----- SOURCE MATERIAL -----

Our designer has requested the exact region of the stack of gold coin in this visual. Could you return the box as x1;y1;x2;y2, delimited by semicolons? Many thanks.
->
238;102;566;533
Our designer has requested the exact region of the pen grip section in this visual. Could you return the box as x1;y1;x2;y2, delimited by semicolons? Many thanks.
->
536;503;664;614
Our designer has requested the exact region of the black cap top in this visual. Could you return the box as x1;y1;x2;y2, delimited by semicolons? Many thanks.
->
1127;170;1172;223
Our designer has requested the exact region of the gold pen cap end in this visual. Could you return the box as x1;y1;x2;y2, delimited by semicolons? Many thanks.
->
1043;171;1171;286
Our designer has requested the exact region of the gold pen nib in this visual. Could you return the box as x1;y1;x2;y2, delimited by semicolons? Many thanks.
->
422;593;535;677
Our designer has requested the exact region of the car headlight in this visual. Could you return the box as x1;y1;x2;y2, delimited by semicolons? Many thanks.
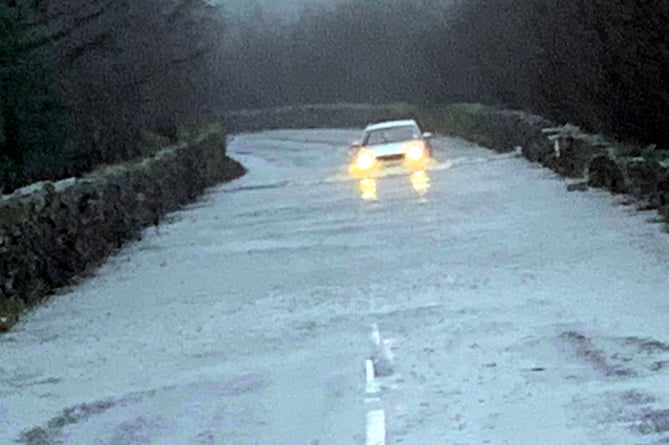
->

-----

--- SET EXERCISE ---
Please copy every one of the records above word for word, omitting the picture.

--- ANSWER ---
Our designer has requested the exact region of the stack of gold coin in this visual. Could you return the box as x1;y1;x2;y2, delimited by semicolons? Many thanks.
->
238;102;566;533
Our designer has requested the exact region of the pen grip section in this visual. Could you return the box as x1;y1;x2;y2, delimited by semicolons? Many thanks.
->
536;503;664;614
Our designer has requested the exact region of the black cap top in this visual. Could you return the box as x1;y1;x2;y2, delimited by semicolons? Many thanks.
->
1127;170;1172;223
Our designer has requested the exact region of the gold pen cap end in this visual. Could you return the box as x1;y1;x2;y2, delimited by semicolons? Many thanks.
->
1043;171;1171;286
Our designer has requested the exact region of the gold pen nib in this visual. Could you return the box as x1;y1;x2;y2, delimited by semicolons? Many thanks.
->
422;593;535;677
Our designer has requested the exact region of the car headlight in this visual. Could you return the box as x1;y1;x2;y2, delimited by semicolons? Many thanks.
->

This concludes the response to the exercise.